§ **Request**
Format the stretch from the line containing "the lighthouse, formatted" through the final line below as a Markdown table. Use the columns No. and Text, numbering each row and leaving out blank lines.

§ **Excerpted data**
»»

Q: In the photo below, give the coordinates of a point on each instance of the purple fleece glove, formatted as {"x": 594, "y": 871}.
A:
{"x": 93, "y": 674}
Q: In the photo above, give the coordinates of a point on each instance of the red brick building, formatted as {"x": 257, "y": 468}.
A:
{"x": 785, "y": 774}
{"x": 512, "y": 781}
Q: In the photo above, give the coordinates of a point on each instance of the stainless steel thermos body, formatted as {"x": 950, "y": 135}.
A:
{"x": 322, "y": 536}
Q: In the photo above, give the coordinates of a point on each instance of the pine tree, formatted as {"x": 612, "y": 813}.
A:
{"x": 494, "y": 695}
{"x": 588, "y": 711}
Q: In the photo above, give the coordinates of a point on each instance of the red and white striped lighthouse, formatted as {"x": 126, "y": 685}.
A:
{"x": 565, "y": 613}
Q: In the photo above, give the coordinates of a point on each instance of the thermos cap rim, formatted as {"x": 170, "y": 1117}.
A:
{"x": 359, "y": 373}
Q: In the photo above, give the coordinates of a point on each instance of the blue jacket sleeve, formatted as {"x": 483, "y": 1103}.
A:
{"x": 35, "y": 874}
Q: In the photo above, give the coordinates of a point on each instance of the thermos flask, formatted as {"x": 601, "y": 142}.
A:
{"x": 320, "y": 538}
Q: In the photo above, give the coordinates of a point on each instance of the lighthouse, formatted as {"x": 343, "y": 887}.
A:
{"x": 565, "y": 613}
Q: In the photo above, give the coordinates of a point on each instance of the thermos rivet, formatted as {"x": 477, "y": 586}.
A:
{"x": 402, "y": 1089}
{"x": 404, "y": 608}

««

§ **Solution below**
| No. | Text |
|---|---|
| 1 | Q: In the photo above, give the coordinates of a point on each instance of the lighthouse, formatted as {"x": 343, "y": 887}. |
| 2 | A: |
| 3 | {"x": 565, "y": 613} |
| 4 | Q: In the photo above, give the coordinates of a point on each instance of the thermos rivet, formatted as {"x": 477, "y": 586}. |
| 5 | A: |
| 6 | {"x": 402, "y": 1089} |
| 7 | {"x": 404, "y": 608} |